§ Required task A
Could you reproduce the piece on the Narrative Policy Framework word for word, in full?

------ Excerpt provided

Policy in 500 Words: the Narrative Policy Framework

Most policy theories in this series begin with reference to bounded rationality. Policymakers and influencers can only process a tiny proportion of all policy relevant information. They must find ways to limit their attention, to make choices under political and time pressures. They combine cognition and emotion, or rational and irrational shortcuts. Actors also exercise power to frame issues, to focus the attention of their audience to specific information and ways to interpret issues.

Narrative can be an effective means to that end, but the stories that we tell people compete with the stories they tell to themselves. The same story can motivate some audiences, if it chimes with their beliefs or pulls their heartstrings, but backfire in others, if it grates with their view of the world.

In that context, the Narrative Policy Framework (NPF) identifies the narrative strategies of actors seeking to exploit other actors’ cognitive biases. A narrative contains four elements:

  1. Setting. It relates to a policymaking context, including institutional and socio-economic factors.
  2. Characters. It contains at least one actor, such as a hero or villain.
  3. Plot. Common story arcs include: heroes going on a journey or facing and overcoming adversity, often relating to villains causing trouble and victims suffering tragedy.
  4. Moral. A story’s take-home point describes the cause of, and solution to, the policy problem.

------------

§ Required task B
In the entries, can you update the stretch from the line containing "the baby's collar" through the line containing "<point>247,133</point>" by changing every "disc" to "circle", with nothing else altered? Return only those lines.

------ Material provided

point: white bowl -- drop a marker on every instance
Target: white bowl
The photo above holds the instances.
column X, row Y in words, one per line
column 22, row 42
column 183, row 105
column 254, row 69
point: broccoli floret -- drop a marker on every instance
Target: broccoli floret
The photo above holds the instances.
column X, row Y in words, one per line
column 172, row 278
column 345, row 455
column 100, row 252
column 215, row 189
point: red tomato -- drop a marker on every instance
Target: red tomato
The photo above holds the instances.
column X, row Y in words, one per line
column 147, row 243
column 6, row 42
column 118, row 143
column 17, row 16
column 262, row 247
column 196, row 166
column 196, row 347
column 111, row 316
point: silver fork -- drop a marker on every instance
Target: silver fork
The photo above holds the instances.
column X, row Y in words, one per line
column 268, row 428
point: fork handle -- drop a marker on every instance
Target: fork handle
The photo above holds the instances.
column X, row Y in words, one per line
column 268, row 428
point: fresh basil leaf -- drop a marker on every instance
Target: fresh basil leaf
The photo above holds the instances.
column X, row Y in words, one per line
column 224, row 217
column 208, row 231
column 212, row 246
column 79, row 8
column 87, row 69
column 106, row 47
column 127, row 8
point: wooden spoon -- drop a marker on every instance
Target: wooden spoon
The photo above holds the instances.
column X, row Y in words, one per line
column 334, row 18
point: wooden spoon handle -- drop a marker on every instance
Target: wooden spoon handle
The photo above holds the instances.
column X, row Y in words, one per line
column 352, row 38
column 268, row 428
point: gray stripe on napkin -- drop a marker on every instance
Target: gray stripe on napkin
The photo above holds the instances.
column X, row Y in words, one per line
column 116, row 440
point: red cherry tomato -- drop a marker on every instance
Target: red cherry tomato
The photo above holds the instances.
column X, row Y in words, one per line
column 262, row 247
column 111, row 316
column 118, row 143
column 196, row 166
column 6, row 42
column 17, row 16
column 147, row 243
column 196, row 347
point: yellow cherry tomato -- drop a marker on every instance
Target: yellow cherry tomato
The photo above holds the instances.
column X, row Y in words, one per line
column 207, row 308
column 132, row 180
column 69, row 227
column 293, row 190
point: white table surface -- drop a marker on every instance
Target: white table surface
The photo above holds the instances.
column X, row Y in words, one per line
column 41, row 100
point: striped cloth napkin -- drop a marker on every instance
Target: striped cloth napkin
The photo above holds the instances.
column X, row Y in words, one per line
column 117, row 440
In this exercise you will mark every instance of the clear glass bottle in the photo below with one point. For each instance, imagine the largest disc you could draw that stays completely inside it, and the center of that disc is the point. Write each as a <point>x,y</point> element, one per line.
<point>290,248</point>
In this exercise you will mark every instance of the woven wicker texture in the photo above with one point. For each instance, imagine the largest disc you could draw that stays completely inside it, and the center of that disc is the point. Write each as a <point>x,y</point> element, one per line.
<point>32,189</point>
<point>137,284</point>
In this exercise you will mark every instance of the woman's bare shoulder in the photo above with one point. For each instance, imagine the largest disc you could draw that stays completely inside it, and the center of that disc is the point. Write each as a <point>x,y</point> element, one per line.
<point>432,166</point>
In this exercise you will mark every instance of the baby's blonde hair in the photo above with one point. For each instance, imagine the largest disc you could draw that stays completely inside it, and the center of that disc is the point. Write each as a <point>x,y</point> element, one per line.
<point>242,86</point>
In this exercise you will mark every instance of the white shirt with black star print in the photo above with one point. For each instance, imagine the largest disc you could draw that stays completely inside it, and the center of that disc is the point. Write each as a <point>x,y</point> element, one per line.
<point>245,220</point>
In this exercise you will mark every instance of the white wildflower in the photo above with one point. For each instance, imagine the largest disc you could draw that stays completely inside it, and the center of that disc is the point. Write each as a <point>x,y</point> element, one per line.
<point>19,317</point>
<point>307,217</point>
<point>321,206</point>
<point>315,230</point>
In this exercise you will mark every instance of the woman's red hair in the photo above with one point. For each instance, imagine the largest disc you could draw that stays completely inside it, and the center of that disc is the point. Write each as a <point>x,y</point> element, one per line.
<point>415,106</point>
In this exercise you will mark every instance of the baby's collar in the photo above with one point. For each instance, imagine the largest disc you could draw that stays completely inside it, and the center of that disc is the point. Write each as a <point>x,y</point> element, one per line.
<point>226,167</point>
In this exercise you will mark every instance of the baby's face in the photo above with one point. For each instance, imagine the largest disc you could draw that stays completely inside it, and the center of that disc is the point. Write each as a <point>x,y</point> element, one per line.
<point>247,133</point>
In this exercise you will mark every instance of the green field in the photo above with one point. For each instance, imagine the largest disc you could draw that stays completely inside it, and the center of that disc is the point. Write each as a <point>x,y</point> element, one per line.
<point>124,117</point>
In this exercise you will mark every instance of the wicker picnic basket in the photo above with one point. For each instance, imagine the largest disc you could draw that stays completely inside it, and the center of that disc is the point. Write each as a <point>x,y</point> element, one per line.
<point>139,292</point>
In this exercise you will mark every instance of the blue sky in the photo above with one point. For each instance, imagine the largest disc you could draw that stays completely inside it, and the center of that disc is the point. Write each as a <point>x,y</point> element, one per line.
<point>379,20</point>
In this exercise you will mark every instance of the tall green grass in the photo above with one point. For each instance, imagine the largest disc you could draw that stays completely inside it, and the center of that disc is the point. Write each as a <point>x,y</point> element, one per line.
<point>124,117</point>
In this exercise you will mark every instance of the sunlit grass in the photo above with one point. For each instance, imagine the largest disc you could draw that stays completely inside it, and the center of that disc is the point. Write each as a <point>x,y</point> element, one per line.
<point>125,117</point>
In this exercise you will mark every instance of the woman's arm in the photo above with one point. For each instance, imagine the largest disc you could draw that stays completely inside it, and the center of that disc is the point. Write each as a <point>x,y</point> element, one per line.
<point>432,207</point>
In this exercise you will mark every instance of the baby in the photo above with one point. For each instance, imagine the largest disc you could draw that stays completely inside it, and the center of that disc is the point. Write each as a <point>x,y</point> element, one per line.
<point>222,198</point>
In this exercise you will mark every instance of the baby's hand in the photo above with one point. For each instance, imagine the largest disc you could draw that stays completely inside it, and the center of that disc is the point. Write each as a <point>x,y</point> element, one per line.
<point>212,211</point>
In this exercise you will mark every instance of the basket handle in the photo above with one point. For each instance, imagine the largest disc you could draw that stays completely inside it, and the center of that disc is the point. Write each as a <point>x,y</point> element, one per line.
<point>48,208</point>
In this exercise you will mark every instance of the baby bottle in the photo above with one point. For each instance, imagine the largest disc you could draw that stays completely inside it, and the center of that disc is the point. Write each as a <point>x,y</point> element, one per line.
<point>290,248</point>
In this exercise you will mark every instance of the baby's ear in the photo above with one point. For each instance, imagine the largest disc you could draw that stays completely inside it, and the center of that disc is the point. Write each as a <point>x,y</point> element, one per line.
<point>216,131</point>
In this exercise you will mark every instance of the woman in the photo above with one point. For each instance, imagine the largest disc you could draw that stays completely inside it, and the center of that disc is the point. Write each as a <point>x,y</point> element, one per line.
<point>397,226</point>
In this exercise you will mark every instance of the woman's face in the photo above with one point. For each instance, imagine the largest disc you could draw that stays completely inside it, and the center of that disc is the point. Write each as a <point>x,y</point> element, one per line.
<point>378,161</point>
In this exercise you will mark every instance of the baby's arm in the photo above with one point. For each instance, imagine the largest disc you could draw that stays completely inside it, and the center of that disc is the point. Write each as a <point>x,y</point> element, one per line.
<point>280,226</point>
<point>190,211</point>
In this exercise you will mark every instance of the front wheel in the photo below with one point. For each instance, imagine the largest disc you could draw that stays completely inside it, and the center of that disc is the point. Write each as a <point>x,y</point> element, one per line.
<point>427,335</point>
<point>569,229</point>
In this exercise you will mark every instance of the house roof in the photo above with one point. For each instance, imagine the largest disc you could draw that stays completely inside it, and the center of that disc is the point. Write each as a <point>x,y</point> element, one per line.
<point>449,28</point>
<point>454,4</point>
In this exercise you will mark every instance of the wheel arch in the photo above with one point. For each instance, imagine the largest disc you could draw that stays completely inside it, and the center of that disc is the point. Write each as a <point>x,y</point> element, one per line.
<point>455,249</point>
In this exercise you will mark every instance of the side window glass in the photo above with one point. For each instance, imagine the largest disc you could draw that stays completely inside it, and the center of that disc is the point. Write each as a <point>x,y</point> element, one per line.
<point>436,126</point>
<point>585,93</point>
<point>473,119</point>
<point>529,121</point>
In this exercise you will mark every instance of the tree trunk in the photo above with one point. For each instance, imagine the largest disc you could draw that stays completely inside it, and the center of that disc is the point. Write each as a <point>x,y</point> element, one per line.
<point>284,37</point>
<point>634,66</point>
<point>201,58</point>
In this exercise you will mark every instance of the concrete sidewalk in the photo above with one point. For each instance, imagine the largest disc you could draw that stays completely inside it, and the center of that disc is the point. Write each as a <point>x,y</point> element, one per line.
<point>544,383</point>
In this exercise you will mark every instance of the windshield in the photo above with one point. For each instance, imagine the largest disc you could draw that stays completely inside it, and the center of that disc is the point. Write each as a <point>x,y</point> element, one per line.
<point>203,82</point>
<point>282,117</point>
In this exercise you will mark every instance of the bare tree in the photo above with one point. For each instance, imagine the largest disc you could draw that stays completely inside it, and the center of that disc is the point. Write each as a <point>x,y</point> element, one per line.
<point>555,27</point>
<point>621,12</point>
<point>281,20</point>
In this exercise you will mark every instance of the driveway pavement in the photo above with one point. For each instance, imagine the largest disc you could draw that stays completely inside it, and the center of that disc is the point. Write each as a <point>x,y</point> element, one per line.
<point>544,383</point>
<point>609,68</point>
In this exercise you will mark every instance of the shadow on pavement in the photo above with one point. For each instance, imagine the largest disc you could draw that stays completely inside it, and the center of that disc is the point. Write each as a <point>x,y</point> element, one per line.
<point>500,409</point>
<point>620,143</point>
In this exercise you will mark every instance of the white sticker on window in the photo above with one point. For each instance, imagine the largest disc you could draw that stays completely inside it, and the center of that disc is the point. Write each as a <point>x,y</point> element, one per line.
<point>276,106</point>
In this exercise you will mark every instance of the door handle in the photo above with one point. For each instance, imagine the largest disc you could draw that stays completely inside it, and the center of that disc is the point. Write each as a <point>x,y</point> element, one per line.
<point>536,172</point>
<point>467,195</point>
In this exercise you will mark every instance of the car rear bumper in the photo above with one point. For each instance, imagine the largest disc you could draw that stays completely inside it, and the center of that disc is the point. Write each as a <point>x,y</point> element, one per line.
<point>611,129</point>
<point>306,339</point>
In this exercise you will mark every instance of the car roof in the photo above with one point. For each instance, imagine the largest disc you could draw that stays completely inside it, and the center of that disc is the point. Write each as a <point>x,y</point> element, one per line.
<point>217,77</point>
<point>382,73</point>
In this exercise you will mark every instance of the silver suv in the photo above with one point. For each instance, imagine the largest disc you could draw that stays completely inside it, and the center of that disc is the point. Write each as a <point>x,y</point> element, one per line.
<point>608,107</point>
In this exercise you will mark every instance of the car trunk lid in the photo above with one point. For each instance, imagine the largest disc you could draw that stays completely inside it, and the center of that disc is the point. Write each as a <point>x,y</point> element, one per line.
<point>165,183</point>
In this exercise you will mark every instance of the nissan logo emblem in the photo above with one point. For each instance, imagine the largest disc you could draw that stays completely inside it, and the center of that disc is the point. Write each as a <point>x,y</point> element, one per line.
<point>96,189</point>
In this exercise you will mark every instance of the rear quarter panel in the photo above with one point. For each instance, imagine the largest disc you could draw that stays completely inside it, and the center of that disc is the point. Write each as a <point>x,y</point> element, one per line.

------------

§ Complete response A
Policy in 500 Words: the Narrative Policy Framework

Most policy theories in this series begin with reference to bounded rationality. Policymakers and influencers can only process a tiny proportion of all policy relevant information. They must find ways to limit their attention, to make choices under political and time pressures. They combine cognition and emotion, or rational and irrational shortcuts. Actors also exercise power to frame issues, to focus the attention of their audience to specific information and ways to interpret issues.

Narrative can be an effective means to that end, but the stories that we tell people compete with the stories they tell to themselves. The same story can motivate some audiences, if it chimes with their beliefs or pulls their heartstrings, but backfire in others, if it grates with their view of the world.

In that context, the Narrative Policy Framework (NPF) identifies the narrative strategies of actors seeking to exploit other actors’ cognitive biases. A narrative contains four elements:

  1. Setting. It relates to a policymaking context, including institutional and socio-economic factors.
  2. Characters. It contains at least one actor, such as a hero or villain.
  3. Plot. Common story arcs include: heroes going on a journey or facing and overcoming adversity, often relating to villains causing trouble and victims suffering tragedy.
  4. Moral. A story’s take-home point describes the cause of, and solution to, the policy problem.

§ Complete response B
In this exercise you will mark every instance of the baby's collar in the photo above with one point. For each instance, imagine the largest circle you could draw that stays completely inside it, and the center of that circle is the point. Write each as a <point>x,y</point> element, one per line.
<point>226,167</point>
In this exercise you will mark every instance of the baby's face in the photo above with one point. For each instance, imagine the largest circle you could draw that stays completely inside it, and the center of that circle is the point. Write each as a <point>x,y</point> element, one per line.
<point>247,133</point>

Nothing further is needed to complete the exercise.